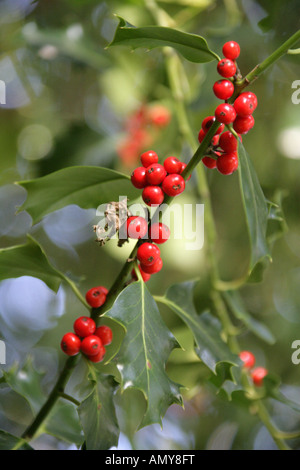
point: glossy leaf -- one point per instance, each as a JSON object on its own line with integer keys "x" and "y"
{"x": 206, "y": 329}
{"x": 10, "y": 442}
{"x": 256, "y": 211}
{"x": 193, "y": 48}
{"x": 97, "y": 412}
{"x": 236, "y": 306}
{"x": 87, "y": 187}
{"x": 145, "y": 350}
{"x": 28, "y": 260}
■ ■ ■ ■
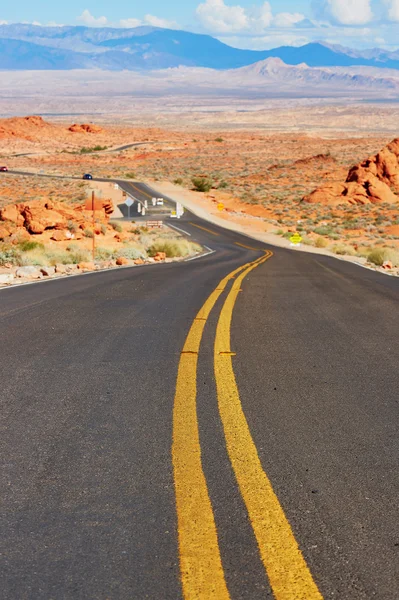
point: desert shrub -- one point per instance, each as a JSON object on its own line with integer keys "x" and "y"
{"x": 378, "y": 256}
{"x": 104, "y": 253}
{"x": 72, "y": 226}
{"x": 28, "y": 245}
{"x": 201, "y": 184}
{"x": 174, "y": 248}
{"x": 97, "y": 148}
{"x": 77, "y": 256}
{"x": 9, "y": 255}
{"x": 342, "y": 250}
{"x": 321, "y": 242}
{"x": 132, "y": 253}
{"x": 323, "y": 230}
■ ■ ■ ■
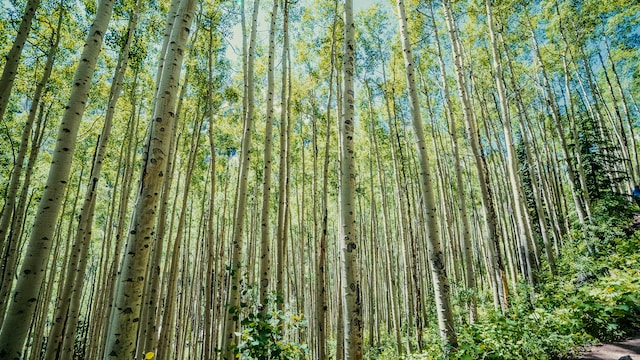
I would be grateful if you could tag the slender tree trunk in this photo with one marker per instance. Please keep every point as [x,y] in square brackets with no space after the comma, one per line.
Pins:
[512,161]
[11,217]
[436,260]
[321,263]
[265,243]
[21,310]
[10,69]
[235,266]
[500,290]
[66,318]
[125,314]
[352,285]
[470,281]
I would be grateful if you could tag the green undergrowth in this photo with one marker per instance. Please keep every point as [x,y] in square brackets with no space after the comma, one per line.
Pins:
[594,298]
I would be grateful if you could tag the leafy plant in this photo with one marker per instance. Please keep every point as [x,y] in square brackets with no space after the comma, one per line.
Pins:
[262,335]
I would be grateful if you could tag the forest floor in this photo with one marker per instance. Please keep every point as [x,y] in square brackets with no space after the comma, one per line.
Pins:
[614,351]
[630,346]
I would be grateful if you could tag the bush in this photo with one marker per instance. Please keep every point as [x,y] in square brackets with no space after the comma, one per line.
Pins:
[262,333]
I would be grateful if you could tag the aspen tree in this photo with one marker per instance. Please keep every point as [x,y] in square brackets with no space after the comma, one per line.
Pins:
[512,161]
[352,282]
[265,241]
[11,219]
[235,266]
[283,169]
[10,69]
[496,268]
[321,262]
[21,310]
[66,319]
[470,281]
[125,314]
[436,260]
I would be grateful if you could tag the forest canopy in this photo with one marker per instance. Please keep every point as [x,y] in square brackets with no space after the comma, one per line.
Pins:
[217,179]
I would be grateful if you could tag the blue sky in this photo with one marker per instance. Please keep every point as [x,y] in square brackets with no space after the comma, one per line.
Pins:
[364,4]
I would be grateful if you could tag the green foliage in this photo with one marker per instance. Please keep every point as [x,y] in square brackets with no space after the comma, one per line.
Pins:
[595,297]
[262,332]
■ ■ ■ ■
#### [WORK TASK]
In the data above, find the line with "I would be grateful if you could tag the bush" and the line with "I would be grateful if you could tag the aspen". Retype both, plus every line between them, exactly.

#### [ANSWER SPACE]
I would be grateful if you could tag the bush in this photo with one marker per instance. Please keep every point as [x,y] in square brackets with no space after the comma, one per line.
Pins:
[262,333]
I would be grateful if you could tag the aspen tree in this photo with one marker per instance. Please keep every point as [x,y] in square brackets with no space after the comma, one per line.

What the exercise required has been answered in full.